* **Belge Alıntısı**:
>>>

HER şeye rağmen umutlu olmamak için neden yok.
İki yıl önceyi düşünün, bir de bugünü.
PKK terörü vardı.
İrtica vardı.
Ama bunlar kadar, belki de bunlardan da büyük bir tehlike olan çeteler vardı, fakat onlar görünmüyordu.
Etkin çevrelerle, hatta bazı devlet örgütleriyle ortak çeteler...
Devlet çeteye teslim olmak üzereydi. Bu yoldaki faaliyetler rahat rahat ve hızla sürdürülüyordu.
Bu gerçek ve büyük tehlike ne zaman su yüzüne çıktı?
Kasım 96'daki Susurluk, çeteler olayının başlangıç tarihi oldu.
Ama işin açık seçik ve bütün haşmetiyle meydana çıkışı kasetlerle başladı.
* * *
"KASET olayı" çetelerce ele geçirilen devletin temizlenmesine neden olacaksa, Türkiye'de en önemli tarihi olaylardan, dönüm noktalarından birini teşkil edecektir.
İyi ama bu nasıl ve ne zaman olacak?
Her kafadan bir ses bir söz çıktığı halde henüz sonuç alıcı bir girişimin izleri yok.
Adalet Bakanı Hasan Denizkurdu yargı reformunun gerçekleştirilmemiş olmasına bağlıyor bu yavaşlığı. "Parlamento hukuk üretemiyor, adaletin önünü açamıyor" diyor.

<<<

* **Çıkarılan Veriler**:
>>>

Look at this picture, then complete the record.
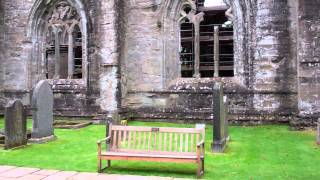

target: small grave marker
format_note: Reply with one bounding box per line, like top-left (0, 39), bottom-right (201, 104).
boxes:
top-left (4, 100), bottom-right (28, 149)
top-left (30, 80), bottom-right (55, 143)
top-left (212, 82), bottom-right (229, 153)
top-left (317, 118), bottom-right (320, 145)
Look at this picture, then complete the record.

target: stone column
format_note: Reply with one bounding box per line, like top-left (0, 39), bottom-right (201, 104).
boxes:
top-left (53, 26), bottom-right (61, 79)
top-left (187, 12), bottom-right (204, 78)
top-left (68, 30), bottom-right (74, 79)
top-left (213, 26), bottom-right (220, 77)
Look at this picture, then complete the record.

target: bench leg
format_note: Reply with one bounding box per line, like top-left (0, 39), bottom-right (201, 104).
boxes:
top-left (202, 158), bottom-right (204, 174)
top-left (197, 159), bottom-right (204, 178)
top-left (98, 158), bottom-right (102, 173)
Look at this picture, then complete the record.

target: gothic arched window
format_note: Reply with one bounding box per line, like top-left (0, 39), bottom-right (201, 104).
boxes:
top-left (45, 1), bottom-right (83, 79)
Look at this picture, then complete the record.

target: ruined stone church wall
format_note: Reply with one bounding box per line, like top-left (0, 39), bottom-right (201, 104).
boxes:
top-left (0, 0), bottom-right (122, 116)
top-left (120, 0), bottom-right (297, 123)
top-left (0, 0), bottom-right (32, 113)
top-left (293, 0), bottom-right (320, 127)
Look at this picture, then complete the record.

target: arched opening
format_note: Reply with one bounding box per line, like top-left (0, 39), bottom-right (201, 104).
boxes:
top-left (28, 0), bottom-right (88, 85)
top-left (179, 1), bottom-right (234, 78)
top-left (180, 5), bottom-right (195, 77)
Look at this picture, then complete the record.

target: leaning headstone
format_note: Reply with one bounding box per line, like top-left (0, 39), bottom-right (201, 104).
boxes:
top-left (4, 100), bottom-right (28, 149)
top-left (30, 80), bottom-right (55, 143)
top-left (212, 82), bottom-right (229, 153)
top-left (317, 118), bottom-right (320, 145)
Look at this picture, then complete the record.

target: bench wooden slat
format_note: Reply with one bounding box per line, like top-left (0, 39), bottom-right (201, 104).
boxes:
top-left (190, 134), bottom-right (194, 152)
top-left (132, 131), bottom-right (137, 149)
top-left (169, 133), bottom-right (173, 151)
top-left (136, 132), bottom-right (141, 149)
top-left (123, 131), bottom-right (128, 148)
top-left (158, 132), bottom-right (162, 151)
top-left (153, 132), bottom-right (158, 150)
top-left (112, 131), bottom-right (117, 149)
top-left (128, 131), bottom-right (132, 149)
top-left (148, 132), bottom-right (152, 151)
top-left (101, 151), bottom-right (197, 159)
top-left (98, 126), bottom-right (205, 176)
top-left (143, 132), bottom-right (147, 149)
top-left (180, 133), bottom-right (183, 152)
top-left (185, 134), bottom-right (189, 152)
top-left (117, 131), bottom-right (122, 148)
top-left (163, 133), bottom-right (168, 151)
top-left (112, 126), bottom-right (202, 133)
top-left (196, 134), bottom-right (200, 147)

<<<

* **Görev Listesi**:
A. Belge alıntısının "Devlet çeteye teslim" ile "başlangıç tarihi oldu." arasındaki kısmını, her ikisi de dahil olmak üzere, "Susurluk" yerine "Ankara" koyarak yeniden yazınız.
B. Belge alıntısına göre Adalet Bakanı Hasan Denizkurdu yavaşlığı neye bağlamaktadır?

* **Çıktılar**:
A.
Devlet çeteye teslim olmak üzereydi. Bu yoldaki faaliyetler rahat rahat ve hızla sürdürülüyordu.
Bu gerçek ve büyük tehlike ne zaman su yüzüne çıktı?
Kasım 96'daki Ankara, çeteler olayının başlangıç tarihi oldu.

B. Yargı reformunun gerçekleştirilmemiş olmasına.